Records excerpted from a collection
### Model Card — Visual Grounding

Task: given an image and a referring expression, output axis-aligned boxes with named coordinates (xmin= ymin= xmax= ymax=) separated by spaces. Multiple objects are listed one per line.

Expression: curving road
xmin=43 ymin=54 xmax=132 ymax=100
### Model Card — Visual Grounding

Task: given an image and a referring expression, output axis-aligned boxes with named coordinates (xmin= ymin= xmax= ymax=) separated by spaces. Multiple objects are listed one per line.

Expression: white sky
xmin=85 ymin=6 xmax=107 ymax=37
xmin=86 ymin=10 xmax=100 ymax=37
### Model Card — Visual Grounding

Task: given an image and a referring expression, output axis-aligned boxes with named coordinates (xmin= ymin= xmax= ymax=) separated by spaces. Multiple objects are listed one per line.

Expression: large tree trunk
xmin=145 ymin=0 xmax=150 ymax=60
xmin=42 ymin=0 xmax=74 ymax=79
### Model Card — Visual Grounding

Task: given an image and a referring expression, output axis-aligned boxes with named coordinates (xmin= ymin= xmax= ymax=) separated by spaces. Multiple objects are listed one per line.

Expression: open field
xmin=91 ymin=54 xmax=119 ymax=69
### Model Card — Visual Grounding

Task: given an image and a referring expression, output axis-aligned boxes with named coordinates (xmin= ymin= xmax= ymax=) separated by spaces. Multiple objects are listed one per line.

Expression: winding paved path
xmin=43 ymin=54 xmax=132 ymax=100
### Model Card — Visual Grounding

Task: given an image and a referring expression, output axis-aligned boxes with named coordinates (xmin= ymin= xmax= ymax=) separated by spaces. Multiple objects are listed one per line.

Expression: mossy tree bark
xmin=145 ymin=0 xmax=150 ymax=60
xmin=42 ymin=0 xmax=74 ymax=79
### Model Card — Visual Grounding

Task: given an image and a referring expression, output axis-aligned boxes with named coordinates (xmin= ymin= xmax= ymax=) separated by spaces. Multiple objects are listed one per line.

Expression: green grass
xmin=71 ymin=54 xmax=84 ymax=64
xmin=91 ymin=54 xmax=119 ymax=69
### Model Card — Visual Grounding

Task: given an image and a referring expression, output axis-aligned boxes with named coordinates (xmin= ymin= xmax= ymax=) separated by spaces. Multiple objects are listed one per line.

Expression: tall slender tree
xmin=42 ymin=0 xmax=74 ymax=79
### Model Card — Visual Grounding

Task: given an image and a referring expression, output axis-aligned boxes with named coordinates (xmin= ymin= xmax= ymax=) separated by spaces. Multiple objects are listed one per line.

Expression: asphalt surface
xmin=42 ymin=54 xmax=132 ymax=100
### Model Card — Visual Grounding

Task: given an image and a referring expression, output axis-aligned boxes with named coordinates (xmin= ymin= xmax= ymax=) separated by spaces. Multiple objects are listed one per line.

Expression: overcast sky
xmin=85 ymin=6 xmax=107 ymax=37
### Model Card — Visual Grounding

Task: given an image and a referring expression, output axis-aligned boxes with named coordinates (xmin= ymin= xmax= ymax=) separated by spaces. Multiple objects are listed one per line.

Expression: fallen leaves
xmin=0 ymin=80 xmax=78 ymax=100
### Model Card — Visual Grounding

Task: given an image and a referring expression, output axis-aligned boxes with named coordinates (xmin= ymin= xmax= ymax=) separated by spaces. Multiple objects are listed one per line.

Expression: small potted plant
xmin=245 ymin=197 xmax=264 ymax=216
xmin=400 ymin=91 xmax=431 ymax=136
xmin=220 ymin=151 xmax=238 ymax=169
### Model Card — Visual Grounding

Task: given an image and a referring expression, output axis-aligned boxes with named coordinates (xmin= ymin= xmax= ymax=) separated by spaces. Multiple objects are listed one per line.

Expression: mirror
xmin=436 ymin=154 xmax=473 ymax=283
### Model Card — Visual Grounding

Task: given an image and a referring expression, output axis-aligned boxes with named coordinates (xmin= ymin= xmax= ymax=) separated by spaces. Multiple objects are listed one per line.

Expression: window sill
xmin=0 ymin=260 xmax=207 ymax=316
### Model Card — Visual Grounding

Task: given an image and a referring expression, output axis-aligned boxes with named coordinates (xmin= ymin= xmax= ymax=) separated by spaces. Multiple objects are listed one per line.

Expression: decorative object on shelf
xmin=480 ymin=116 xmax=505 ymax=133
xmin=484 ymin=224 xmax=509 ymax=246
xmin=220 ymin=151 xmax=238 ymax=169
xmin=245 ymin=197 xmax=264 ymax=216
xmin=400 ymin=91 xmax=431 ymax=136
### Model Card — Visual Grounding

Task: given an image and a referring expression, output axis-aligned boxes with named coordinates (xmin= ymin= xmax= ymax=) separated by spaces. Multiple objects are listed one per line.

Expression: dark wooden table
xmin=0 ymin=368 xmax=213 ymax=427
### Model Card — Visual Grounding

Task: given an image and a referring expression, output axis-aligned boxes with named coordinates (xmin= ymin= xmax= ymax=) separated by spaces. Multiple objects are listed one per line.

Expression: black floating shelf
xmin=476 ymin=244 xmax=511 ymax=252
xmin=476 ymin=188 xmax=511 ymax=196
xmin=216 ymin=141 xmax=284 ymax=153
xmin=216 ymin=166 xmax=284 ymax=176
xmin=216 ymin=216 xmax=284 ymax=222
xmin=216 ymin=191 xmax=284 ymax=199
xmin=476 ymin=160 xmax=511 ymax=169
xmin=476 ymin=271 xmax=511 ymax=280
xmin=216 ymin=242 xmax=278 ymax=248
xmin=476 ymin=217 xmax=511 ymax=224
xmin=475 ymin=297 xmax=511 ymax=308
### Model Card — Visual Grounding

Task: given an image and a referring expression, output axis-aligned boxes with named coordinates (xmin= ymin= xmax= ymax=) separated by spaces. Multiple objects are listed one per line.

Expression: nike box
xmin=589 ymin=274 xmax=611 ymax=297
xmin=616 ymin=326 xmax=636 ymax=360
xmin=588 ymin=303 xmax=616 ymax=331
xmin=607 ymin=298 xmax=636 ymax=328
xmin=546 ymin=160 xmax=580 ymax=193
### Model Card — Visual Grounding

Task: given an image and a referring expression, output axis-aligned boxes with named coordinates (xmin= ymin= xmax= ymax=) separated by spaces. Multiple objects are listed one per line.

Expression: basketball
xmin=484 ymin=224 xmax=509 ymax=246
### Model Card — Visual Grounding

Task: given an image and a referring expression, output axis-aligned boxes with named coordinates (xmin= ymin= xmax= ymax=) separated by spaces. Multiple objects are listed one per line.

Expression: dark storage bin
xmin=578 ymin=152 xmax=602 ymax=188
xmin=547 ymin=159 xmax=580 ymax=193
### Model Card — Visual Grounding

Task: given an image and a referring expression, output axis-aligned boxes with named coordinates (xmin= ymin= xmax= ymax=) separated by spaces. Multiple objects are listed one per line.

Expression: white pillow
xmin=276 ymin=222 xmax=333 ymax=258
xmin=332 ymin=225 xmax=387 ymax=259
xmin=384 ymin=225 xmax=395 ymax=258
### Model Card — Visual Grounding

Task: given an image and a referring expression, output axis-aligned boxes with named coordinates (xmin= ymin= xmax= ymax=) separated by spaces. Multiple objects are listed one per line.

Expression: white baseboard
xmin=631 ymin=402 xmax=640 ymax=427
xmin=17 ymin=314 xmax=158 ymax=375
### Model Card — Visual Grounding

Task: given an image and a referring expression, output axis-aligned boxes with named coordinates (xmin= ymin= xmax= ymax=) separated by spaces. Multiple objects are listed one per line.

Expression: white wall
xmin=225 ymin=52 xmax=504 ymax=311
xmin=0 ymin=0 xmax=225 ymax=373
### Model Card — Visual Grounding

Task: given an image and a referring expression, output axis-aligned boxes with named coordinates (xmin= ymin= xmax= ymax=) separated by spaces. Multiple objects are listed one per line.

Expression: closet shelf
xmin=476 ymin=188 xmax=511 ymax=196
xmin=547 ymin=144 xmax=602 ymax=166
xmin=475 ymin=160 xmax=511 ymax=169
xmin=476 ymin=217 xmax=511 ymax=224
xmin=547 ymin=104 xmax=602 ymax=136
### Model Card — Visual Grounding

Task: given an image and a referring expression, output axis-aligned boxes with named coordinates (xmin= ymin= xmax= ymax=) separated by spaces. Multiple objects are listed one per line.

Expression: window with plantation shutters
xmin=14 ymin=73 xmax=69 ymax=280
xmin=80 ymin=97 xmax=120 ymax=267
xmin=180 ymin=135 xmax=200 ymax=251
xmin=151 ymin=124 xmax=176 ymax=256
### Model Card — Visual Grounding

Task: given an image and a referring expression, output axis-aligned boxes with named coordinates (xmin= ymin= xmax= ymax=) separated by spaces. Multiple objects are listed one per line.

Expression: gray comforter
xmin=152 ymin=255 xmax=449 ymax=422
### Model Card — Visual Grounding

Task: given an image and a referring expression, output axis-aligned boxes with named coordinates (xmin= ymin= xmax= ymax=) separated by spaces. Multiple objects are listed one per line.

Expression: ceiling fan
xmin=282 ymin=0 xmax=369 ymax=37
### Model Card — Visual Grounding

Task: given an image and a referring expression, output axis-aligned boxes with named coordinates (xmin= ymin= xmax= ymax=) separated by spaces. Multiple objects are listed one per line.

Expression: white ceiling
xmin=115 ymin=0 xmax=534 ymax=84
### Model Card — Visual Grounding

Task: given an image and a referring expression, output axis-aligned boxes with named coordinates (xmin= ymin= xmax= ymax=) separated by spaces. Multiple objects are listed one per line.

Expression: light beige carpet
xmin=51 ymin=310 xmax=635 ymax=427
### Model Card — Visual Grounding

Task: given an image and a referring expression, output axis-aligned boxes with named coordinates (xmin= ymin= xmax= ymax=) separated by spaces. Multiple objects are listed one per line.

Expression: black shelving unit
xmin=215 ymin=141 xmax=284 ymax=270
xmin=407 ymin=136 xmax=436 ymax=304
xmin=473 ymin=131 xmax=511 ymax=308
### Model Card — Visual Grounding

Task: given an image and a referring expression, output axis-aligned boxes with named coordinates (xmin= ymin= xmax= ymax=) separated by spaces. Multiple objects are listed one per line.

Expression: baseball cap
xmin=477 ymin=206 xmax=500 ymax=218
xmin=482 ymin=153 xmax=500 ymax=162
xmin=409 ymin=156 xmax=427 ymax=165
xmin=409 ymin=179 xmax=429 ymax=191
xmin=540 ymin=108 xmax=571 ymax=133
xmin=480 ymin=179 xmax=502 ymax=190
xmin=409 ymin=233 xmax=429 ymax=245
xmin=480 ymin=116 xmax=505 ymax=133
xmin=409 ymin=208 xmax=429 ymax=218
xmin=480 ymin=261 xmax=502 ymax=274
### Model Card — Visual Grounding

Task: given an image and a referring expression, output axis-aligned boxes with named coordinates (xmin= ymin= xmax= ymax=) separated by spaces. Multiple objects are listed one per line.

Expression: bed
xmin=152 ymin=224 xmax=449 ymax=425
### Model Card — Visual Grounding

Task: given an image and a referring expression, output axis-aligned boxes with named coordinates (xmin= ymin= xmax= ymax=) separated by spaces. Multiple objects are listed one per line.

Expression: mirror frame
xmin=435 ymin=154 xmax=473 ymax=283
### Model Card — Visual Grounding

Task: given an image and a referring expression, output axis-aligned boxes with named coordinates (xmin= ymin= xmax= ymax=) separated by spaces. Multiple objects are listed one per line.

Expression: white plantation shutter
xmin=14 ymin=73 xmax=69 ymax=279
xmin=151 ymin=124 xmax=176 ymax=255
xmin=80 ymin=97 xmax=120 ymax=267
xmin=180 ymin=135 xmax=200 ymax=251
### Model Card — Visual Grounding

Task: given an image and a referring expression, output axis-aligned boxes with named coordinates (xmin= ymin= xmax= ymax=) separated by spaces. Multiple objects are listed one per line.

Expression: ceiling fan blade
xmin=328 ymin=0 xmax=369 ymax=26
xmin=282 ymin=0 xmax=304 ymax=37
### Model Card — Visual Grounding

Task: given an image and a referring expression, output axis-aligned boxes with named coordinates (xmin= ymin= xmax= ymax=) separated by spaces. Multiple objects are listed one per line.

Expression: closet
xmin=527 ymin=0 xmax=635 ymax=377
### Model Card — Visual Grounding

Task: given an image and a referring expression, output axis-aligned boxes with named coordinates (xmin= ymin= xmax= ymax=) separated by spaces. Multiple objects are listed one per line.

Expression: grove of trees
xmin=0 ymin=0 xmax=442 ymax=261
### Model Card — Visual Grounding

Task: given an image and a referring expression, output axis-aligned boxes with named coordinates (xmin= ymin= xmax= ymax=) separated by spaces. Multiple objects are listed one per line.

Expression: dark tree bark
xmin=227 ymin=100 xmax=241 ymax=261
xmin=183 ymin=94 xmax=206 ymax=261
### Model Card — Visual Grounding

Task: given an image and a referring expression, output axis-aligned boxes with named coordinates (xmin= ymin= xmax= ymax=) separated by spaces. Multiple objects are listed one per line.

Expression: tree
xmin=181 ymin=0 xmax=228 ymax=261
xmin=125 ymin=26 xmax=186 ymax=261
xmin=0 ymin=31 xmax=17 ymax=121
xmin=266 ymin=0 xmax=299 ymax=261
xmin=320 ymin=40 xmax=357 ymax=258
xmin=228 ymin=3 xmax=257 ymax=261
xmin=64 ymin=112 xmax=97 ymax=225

*Given exercise*.
Rewrite the records from their first line through the line containing "xmin=86 ymin=10 xmax=100 ymax=37", changing "curving road" to "bending road" and keeping everything else the same.

*Problem solution*.
### Model Card — Visual Grounding

Task: given an image and a referring expression, output axis-aligned boxes with named coordinates (xmin= ymin= xmax= ymax=) separated by spaces. Multiple objects are listed one per line.

Expression: bending road
xmin=43 ymin=54 xmax=132 ymax=100
### Model Card — Visual Grounding

Task: given an image and a referring expression, output axis-aligned boxes with named coordinates (xmin= ymin= xmax= ymax=) separated by spaces. Multiple objects are listed one per line.

Expression: white sky
xmin=85 ymin=6 xmax=107 ymax=37
xmin=86 ymin=10 xmax=100 ymax=37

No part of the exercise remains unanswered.